## What the exercise asks
Below are records; count the lines that hold the string "cloud" and give only the count.

## Given entries
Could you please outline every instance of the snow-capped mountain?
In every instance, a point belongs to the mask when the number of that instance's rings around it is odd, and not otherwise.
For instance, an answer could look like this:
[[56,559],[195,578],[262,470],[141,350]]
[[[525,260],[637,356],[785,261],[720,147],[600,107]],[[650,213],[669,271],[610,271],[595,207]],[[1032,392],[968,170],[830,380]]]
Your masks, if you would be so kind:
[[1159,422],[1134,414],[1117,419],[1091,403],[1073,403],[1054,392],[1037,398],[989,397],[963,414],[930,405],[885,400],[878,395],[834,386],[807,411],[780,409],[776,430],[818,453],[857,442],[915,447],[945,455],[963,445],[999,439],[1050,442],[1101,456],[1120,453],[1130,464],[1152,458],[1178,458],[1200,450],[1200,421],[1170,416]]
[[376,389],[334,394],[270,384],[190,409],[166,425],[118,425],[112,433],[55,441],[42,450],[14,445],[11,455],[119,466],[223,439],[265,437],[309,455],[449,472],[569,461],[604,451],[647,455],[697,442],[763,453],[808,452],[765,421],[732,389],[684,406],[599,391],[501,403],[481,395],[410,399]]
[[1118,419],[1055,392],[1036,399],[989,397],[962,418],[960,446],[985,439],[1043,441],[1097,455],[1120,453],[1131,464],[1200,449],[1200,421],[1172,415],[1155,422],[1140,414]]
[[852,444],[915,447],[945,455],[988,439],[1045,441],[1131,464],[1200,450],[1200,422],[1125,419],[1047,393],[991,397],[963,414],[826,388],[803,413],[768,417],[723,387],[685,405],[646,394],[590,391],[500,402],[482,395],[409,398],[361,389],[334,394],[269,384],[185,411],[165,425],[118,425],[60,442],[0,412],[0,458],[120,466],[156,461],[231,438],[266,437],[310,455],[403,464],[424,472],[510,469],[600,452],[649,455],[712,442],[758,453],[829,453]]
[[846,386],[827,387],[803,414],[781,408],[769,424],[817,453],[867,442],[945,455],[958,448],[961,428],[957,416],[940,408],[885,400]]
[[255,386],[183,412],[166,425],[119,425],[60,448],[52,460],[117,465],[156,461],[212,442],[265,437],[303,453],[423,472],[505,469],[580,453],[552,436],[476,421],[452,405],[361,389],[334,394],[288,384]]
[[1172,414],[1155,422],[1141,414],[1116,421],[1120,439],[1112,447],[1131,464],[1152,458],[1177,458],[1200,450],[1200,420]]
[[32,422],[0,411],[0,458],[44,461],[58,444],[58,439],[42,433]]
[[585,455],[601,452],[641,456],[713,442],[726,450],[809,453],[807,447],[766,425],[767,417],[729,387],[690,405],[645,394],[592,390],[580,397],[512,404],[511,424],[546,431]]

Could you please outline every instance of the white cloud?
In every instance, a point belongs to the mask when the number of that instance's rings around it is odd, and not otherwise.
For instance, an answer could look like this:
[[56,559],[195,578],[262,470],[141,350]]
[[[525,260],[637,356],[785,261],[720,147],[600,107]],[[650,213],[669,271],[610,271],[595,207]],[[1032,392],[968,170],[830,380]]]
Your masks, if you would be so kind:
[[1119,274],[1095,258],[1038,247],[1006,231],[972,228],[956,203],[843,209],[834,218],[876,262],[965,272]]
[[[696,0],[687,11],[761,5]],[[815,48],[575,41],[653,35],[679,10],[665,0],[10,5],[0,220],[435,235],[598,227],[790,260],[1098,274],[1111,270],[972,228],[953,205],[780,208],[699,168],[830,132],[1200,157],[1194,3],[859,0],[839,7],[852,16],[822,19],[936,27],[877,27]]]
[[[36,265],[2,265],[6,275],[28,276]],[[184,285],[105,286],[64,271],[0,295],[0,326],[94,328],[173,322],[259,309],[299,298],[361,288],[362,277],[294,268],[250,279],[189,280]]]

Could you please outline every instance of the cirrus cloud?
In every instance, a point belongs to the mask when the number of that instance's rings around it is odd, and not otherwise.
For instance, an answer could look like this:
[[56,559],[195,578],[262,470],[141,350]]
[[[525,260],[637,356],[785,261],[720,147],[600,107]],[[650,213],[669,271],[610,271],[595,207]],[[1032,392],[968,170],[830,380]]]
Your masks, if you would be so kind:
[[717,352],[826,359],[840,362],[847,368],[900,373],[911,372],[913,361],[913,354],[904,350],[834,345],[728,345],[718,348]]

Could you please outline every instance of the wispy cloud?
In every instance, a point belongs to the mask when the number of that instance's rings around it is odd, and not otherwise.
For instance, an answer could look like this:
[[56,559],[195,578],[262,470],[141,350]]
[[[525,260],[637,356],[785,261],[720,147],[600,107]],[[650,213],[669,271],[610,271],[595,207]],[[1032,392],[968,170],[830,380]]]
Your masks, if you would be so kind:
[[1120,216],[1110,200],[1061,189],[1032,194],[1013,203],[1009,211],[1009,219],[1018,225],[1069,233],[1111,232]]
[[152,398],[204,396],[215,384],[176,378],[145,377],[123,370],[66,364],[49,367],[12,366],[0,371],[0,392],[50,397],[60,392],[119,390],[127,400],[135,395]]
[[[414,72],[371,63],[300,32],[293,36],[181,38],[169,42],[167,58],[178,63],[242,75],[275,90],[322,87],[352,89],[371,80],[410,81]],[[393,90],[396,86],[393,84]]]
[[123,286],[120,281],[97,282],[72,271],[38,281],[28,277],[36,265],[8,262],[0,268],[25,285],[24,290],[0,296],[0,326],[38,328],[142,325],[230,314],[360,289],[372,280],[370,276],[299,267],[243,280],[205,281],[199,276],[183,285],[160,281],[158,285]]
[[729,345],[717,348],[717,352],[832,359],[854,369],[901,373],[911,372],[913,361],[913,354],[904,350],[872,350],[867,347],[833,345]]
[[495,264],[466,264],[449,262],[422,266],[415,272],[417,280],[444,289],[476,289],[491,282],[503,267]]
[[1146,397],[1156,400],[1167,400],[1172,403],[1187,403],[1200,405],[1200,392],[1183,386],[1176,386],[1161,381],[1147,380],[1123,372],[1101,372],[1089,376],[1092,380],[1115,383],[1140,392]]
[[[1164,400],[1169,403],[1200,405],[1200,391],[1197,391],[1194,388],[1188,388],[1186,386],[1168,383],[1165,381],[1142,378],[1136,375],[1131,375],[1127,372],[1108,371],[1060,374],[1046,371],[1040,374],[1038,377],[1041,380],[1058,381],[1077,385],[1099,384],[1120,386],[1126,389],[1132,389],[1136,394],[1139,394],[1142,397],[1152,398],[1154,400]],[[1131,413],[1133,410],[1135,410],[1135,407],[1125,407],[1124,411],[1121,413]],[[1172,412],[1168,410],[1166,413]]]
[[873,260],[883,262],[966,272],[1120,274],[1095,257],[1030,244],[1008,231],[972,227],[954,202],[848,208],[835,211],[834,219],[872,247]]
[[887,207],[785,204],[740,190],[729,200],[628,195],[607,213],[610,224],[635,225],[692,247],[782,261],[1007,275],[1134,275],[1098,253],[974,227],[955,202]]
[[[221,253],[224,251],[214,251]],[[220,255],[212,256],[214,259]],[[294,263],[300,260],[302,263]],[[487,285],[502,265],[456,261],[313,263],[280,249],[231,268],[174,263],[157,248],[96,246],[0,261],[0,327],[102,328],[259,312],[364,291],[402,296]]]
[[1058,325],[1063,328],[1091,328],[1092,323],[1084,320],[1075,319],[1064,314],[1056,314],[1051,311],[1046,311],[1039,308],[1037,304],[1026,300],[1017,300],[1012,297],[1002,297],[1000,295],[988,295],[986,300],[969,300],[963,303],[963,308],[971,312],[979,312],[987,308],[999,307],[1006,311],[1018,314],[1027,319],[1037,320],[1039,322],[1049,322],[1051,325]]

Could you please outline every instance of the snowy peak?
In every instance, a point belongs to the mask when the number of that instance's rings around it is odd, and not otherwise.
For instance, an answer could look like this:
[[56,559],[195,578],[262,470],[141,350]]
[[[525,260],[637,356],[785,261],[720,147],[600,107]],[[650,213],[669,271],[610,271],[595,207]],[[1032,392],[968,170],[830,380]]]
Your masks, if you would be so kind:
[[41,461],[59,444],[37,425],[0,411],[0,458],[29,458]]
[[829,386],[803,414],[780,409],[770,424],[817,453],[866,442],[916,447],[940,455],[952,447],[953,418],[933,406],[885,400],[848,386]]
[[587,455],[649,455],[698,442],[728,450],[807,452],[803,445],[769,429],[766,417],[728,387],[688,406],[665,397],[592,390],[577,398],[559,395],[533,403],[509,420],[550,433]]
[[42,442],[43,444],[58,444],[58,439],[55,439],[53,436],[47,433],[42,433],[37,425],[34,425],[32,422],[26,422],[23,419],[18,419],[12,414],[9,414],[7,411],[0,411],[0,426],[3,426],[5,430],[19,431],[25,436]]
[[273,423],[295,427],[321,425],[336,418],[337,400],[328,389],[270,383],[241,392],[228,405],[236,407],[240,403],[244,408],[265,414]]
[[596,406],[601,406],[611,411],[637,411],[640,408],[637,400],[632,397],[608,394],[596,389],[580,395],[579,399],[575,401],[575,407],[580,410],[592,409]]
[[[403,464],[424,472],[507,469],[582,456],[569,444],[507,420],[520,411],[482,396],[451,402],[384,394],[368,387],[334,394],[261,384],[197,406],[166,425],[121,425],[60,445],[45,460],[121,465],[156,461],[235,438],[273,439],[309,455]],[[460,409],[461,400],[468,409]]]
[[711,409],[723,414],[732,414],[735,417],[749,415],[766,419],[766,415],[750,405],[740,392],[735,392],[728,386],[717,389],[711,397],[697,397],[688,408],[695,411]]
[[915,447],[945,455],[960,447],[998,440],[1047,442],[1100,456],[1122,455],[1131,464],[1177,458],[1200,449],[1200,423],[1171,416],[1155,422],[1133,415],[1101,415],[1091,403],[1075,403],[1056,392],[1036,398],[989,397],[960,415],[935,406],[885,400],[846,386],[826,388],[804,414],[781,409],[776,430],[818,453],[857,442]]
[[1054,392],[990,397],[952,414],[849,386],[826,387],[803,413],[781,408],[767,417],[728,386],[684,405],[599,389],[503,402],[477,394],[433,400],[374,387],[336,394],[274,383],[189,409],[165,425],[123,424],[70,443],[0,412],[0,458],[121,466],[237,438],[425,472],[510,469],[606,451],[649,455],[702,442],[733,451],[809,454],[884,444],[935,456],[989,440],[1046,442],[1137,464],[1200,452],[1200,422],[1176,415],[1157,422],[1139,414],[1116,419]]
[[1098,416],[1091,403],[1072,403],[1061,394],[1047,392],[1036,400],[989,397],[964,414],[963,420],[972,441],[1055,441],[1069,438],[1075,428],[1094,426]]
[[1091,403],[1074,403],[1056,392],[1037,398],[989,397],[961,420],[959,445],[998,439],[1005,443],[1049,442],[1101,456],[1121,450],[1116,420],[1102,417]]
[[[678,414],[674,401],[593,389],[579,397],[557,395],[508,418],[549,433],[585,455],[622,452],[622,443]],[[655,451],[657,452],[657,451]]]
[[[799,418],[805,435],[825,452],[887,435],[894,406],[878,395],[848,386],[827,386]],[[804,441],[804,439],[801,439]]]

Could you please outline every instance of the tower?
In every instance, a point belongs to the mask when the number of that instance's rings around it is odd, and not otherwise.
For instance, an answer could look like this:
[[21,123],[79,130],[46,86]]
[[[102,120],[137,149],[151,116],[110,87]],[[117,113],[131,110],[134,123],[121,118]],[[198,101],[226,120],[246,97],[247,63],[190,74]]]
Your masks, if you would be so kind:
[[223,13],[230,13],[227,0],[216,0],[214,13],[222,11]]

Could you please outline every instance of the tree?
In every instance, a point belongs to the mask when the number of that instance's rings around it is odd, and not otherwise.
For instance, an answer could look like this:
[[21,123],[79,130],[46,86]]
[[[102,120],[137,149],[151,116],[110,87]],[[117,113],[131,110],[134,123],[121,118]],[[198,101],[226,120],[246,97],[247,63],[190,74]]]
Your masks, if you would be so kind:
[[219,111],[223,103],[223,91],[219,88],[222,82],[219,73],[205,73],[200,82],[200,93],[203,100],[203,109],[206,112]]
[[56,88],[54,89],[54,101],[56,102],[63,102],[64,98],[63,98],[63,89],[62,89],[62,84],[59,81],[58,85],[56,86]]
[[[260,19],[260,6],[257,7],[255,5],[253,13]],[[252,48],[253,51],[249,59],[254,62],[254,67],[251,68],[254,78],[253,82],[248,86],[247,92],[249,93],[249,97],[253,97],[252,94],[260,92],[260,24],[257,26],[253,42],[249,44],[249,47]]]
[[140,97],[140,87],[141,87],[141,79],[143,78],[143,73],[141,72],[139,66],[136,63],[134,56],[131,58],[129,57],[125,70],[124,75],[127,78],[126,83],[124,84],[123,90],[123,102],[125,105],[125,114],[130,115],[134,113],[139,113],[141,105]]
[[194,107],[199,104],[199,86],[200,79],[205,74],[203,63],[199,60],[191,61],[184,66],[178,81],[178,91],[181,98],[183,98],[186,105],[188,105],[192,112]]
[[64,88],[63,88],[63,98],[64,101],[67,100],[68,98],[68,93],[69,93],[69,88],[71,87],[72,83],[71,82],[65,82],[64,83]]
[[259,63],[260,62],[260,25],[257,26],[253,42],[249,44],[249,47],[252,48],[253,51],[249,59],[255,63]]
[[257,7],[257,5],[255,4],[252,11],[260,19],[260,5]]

## Task answer
3